▶ **Task to carry out**
Set down the stretch from "working hard" through "protected areas system?" word for word from the passage on invasive species in BC Parks below.

▶ **Quoted passage**
May is Invasive Species Action Month in BC. BC Parks is joining many other agencies and organizations to keep invasive species from spreading and even more importantly, from being established here in the first place. Just this week, BC Parks and other Ministry of Environment staff worked alongside their children in the 15th annual monitoring and removal outing focused on carpet burweed in Ruckle Provincial Park on Saltspring Island. Carpet burweed likes to call parks, golf courses and RV parks home. A low-growing plant, burweed forms a “carpet” in the turf and spreads easily. While the leafy plant is difficult to identify, its dagger-like seed is unmistakeable when it punctures bare feet or attaches to animal fur, clothing, and tents.

working hard
Hard at work removing the carpet burweed.

Managing invasive species is a big focus for BC Parks. We work with many different partners to find out what invasive species are in our parks, to remove new invasions as quickly as possible, and to clear invasive plants from certain parks or at least to stop those from spreading further.

From the food we eat to the view from our campground, invasive species impact everyone and we all have a role to play in tackling invasive species. So what can you do to help prevent the spread of invasive species in our parks and protected areas system?

▶ **Records provided**

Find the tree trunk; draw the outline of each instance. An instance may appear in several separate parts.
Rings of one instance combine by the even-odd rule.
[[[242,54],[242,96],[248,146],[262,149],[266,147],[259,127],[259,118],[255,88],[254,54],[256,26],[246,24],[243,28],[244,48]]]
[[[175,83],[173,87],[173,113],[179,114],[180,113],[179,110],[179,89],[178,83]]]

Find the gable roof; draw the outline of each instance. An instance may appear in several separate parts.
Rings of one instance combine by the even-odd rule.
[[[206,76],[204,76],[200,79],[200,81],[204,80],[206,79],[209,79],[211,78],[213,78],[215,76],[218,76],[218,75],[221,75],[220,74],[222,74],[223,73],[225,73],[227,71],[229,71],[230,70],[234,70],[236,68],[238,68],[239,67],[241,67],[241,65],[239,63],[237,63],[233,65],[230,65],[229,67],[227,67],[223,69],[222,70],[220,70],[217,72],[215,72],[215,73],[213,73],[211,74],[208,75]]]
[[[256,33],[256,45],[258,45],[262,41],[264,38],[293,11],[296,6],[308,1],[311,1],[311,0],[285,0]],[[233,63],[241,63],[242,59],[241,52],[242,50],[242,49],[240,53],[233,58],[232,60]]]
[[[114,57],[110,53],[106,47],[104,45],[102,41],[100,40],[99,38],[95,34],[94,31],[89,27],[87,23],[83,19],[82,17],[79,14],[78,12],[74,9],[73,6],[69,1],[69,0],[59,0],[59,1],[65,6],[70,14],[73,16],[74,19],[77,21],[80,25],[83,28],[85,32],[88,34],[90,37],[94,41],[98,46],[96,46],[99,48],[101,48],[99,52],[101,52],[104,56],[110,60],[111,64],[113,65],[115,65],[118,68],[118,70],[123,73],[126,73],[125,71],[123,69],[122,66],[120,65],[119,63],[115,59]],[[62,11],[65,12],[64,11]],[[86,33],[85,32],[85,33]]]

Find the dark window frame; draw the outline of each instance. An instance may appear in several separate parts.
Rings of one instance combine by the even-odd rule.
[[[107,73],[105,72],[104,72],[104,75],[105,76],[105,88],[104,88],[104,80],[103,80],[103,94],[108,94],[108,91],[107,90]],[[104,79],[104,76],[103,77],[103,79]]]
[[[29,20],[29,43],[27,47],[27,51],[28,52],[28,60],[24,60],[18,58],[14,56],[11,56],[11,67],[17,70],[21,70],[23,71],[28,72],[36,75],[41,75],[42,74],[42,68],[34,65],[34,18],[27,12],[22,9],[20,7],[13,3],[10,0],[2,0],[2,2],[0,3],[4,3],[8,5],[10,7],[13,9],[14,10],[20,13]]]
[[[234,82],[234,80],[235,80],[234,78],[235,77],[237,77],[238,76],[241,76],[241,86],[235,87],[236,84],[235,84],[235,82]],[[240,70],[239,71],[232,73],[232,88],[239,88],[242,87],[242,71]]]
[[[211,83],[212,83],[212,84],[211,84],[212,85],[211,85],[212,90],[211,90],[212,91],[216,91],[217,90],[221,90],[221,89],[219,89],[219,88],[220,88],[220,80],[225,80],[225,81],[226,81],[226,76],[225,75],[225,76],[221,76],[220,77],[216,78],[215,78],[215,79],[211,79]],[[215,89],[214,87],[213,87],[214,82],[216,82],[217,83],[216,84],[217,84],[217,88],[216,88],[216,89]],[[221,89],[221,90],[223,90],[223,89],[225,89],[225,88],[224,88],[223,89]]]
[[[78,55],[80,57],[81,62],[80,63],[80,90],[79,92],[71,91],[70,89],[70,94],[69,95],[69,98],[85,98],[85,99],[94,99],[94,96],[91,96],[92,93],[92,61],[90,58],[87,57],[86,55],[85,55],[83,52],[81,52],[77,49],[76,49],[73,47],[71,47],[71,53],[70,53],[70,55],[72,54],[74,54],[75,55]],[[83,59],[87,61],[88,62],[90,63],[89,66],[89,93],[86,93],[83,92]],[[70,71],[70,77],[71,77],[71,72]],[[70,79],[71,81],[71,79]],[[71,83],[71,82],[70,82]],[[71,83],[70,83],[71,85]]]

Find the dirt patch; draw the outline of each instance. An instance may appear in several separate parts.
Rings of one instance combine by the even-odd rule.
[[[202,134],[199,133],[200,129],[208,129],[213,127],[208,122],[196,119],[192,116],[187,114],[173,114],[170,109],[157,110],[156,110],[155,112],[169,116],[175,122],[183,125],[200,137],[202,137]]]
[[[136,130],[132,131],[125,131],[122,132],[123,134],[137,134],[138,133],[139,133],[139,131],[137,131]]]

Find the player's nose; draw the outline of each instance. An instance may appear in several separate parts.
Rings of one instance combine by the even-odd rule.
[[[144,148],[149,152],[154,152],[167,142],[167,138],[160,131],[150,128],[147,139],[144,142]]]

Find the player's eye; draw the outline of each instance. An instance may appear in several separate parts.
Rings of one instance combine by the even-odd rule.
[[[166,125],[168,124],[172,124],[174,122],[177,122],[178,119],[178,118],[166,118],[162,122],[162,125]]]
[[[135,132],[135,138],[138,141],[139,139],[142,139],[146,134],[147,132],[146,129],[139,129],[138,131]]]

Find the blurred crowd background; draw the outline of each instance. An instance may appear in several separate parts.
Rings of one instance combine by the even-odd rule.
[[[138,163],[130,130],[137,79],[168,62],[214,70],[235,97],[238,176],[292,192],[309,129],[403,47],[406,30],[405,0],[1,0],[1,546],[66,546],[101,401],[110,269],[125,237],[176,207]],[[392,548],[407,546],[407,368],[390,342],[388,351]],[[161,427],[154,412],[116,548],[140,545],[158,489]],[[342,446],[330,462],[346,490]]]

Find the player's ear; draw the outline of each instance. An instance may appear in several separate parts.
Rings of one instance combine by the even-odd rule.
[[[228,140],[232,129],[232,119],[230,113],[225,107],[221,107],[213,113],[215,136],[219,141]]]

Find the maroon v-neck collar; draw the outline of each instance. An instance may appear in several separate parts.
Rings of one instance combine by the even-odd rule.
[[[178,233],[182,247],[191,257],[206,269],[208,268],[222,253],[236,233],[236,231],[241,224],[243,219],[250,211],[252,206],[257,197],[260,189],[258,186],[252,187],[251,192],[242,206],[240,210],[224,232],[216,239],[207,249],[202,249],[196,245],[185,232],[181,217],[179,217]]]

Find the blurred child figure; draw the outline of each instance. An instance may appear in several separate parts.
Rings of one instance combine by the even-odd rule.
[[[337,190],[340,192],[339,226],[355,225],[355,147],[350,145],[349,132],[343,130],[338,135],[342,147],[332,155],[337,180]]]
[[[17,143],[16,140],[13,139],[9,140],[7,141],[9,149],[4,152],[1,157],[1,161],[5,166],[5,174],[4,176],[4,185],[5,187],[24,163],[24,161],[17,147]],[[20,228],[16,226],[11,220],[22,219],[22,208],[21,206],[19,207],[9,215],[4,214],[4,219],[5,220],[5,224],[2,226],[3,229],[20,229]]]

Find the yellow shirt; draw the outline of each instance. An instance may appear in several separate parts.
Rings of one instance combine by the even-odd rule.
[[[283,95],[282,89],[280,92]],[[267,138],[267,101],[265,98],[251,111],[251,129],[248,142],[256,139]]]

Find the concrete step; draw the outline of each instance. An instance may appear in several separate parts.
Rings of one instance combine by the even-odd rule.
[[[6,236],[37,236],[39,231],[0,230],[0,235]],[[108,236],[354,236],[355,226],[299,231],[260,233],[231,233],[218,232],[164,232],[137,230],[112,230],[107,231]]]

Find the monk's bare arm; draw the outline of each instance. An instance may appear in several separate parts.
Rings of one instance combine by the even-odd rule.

▶ **Task response**
working hard
Hard at work removing the carpet burweed.

Managing invasive species is a big focus for BC Parks. We work with many different partners to find out what invasive species are in our parks, to remove new invasions as quickly as possible, and to clear invasive plants from certain parks or at least to stop those from spreading further.

From the food we eat to the view from our campground, invasive species impact everyone and we all have a role to play in tackling invasive species. So what can you do to help prevent the spread of invasive species in our parks and protected areas system?